:: What is being asked ::
Once you have reviewed the listing below, restate it word for word.

::: Exercise data :::

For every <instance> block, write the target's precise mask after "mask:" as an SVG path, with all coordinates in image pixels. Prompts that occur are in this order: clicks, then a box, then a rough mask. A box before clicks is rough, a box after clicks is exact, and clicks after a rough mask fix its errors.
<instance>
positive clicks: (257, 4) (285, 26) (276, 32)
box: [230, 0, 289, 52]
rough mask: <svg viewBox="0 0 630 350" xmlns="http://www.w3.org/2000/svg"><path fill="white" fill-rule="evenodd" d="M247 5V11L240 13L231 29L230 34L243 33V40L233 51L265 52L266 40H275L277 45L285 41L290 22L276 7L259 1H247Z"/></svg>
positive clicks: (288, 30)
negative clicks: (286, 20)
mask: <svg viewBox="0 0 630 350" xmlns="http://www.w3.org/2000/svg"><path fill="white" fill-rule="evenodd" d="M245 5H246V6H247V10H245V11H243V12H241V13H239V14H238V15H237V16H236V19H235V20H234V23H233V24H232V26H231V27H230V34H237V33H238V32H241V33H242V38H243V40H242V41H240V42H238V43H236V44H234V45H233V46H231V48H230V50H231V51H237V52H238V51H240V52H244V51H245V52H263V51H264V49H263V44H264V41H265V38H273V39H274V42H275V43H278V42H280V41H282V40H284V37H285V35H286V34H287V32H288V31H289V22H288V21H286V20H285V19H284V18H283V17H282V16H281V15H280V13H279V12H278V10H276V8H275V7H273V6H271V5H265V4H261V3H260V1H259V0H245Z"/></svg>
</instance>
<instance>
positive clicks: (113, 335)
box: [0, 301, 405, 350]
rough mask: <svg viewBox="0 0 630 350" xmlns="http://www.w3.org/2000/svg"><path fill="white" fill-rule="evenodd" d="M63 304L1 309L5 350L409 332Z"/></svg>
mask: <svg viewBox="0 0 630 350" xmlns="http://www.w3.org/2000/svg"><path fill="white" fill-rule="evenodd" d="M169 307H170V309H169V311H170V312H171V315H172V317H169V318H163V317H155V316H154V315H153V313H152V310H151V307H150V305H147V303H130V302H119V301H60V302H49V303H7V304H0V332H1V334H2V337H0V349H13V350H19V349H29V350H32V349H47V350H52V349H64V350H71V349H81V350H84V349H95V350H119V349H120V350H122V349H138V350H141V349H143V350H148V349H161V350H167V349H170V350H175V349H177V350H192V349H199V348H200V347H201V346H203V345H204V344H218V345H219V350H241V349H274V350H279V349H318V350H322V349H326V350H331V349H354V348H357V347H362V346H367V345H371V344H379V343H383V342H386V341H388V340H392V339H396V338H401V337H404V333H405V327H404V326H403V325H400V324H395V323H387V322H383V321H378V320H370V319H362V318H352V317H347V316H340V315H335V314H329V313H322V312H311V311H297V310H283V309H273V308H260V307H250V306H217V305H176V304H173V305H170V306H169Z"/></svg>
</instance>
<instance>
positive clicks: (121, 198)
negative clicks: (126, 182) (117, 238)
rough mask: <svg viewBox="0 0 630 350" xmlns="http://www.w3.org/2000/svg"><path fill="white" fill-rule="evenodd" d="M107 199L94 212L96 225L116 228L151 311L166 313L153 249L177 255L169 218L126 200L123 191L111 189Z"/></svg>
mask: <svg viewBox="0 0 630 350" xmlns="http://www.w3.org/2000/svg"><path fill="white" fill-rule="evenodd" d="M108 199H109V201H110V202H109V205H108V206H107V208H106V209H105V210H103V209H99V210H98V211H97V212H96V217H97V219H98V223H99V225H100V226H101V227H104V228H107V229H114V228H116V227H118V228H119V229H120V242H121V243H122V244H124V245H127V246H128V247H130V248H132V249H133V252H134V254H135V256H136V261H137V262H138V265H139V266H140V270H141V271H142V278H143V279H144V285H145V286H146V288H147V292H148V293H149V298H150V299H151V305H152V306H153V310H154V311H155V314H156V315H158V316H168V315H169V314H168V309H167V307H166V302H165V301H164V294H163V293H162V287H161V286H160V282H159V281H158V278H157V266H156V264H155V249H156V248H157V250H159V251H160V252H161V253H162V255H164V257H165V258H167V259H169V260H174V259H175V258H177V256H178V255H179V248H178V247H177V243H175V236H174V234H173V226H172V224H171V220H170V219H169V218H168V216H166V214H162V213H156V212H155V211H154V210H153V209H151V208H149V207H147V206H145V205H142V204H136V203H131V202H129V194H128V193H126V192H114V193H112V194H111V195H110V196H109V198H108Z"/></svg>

:::

:: The completed task ::
For every <instance> block, write the target's precise mask after "mask:" as an SVG path, with all coordinates in image pixels. Prompts that occur are in this order: clicks, then a box, then a rough mask. A box before clicks is rough, a box after clicks is exact, and clicks after a rough mask fix its errors.
<instance>
positive clicks: (257, 4) (285, 26) (276, 32)
box: [230, 0, 289, 52]
rough mask: <svg viewBox="0 0 630 350" xmlns="http://www.w3.org/2000/svg"><path fill="white" fill-rule="evenodd" d="M247 5V11L240 13L231 29L230 34L243 33V40L233 51L265 52L266 40H275L277 45L285 41L290 22L276 7L259 1H247Z"/></svg>
positive clicks: (288, 30)
negative clicks: (286, 20)
mask: <svg viewBox="0 0 630 350" xmlns="http://www.w3.org/2000/svg"><path fill="white" fill-rule="evenodd" d="M245 5H246V6H247V10H245V11H243V12H241V13H239V14H238V15H237V16H236V19H235V20H234V23H233V24H232V26H231V27H230V34H237V33H238V32H241V33H242V38H243V40H242V41H240V42H238V43H236V44H234V45H233V46H231V48H230V50H231V51H237V52H238V51H240V52H244V51H245V52H263V51H264V49H263V44H264V41H265V38H273V39H274V42H275V43H278V42H280V41H282V40H284V37H285V35H286V34H287V32H288V31H289V22H288V21H286V20H285V19H284V18H283V17H282V16H281V15H280V13H279V12H278V10H276V8H275V7H273V6H271V5H265V4H261V3H260V1H259V0H245Z"/></svg>
</instance>
<instance>
positive clicks: (113, 335)
box: [0, 301, 405, 350]
rough mask: <svg viewBox="0 0 630 350" xmlns="http://www.w3.org/2000/svg"><path fill="white" fill-rule="evenodd" d="M63 304L1 309L5 350L409 332Z"/></svg>
mask: <svg viewBox="0 0 630 350" xmlns="http://www.w3.org/2000/svg"><path fill="white" fill-rule="evenodd" d="M169 307H170V309H169V311H170V312H171V315H172V317H169V318H163V317H155V316H154V315H153V313H152V310H151V307H150V305H147V303H130V302H119V301H60V302H49V303H7V304H0V332H1V334H2V337H0V349H13V350H19V349H29V350H32V349H47V350H52V349H64V350H71V349H81V350H84V349H95V350H119V349H120V350H122V349H138V350H141V349H143V350H148V349H161V350H167V349H170V350H175V349H177V350H192V349H199V348H200V347H201V346H203V345H204V344H218V345H219V350H241V349H274V350H279V349H318V350H322V349H326V350H331V349H354V348H357V347H362V346H367V345H371V344H379V343H383V342H386V341H388V340H392V339H396V338H401V337H404V333H405V327H404V326H403V325H400V324H395V323H387V322H383V321H378V320H370V319H362V318H352V317H347V316H340V315H335V314H329V313H322V312H311V311H297V310H283V309H273V308H260V307H250V306H217V305H176V304H173V305H170V306H169Z"/></svg>
</instance>
<instance>
positive clicks: (121, 198)
negative clicks: (126, 182) (117, 238)
rough mask: <svg viewBox="0 0 630 350" xmlns="http://www.w3.org/2000/svg"><path fill="white" fill-rule="evenodd" d="M107 199L94 212L96 225L116 228L151 311L166 313L153 249L177 255L169 218L126 200L123 191L111 189Z"/></svg>
mask: <svg viewBox="0 0 630 350" xmlns="http://www.w3.org/2000/svg"><path fill="white" fill-rule="evenodd" d="M108 199H109V201H110V202H109V205H108V206H107V208H106V209H105V210H103V209H99V210H98V211H97V212H96V217H97V219H98V223H99V225H100V226H101V227H104V228H107V229H114V228H116V227H118V228H119V229H120V242H121V243H122V244H124V245H127V246H128V247H130V248H132V249H133V252H134V254H135V256H136V261H137V262H138V265H139V266H140V270H141V271H142V278H143V279H144V285H145V286H146V288H147V292H148V293H149V298H150V299H151V305H152V306H153V310H154V311H155V314H156V315H158V316H168V315H169V314H168V309H167V307H166V302H165V301H164V294H163V293H162V287H161V286H160V282H159V281H158V278H157V266H156V264H155V249H156V248H157V250H159V251H160V252H161V253H162V255H164V257H165V258H167V259H169V260H174V259H175V258H177V256H178V255H179V248H178V247H177V243H175V236H174V234H173V226H172V224H171V220H170V219H169V218H168V216H166V214H162V213H156V212H155V211H154V210H153V209H151V208H149V207H147V206H145V205H142V204H136V203H131V202H129V194H128V193H126V192H114V193H112V194H111V195H110V196H109V198H108Z"/></svg>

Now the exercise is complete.